1 c Yukon Gold Or Baking Potato
-(6 Oz); Peeled And Diced
1 ts Butter
1/2 c Onion; Chopped
2 oz Light Processed Cheese
-(Velveeta Light); Diced
2 tb Low-Fat Sour Cream
1/2 ts Caraway Seeds; Crushed
1/2 ts Salt
1/4 ts White Pepper
2 c All-Purpose Flour
1/2 ts Salt
1/3 c Water
2 lg Eggs; Lightly Beaten
1/3 c All-Purpose Flour
2 qt Water
Cooking Spray
3 tb Butter
1 c Onion; Vertically Sliced
1/2 c Fennel Bulb; Vertically
-Sliced

Cook potato in boiling water in a medium saucepan 10 minutes or until
tender. Drain potato in a colander over a bowl, reserving 2 T cooking
liquid. Return potato to pan. Add reserved cooking liquid; beat at medium
speed of a mixer until smooth. Set aside.

_DATASET CONTENT_.
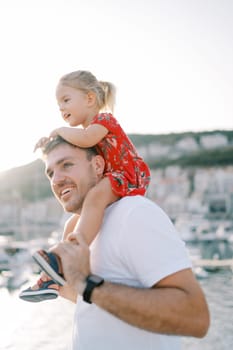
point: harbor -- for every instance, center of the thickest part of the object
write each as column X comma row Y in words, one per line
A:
column 48, row 324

_THE TASKS_.
1. In the potato recipe, how long does the potato cook in boiling water?
2. Extend the potato recipe with the steps that follow its final sentence.

_TASK RESPONSES_.
1. 10 minutes, or until tender.

2.
Melt 1 t butter in pan over medium heat. Add chopped onion; saute 5 minutes
or until tender. Remove from heat; stir in potato, cheese, and next 4
ingredients (cheese through white pepper). Cover and set aside.

Lightly spoon 2 c flour into a dry measuring cup; level off with a knife.
Combine with 1/2 t salt in a large bowl; make a well in center of mixture.
Stir in 1/3 c water and eggs. Turn dough out onto a lightly floured
surface, kneading lightly 4 to 5 times. (Dough may appear dry but will
moisten while kneading.) Cover and let rest 10 minutes.

Divide dough into 5 equal portions. Working with 1 portion at a time (cover
remaining dough to keep from drying), roll each portion to a 1/8-inch
thickness on a lightly floured surface. Cut 5 circles with a 3-inch round
cutter, discarding dough scraps. Spoon 2 level t potato mixture onto half
of each circle. Moisten edges of dough with water. Fold dough over filling;
press edges together with floured hands to seal. Place pierogi on a large
baking sheet sprinkled with 1/3 c flour. Cover. Repeat procedure with
remaining dough and potato filling.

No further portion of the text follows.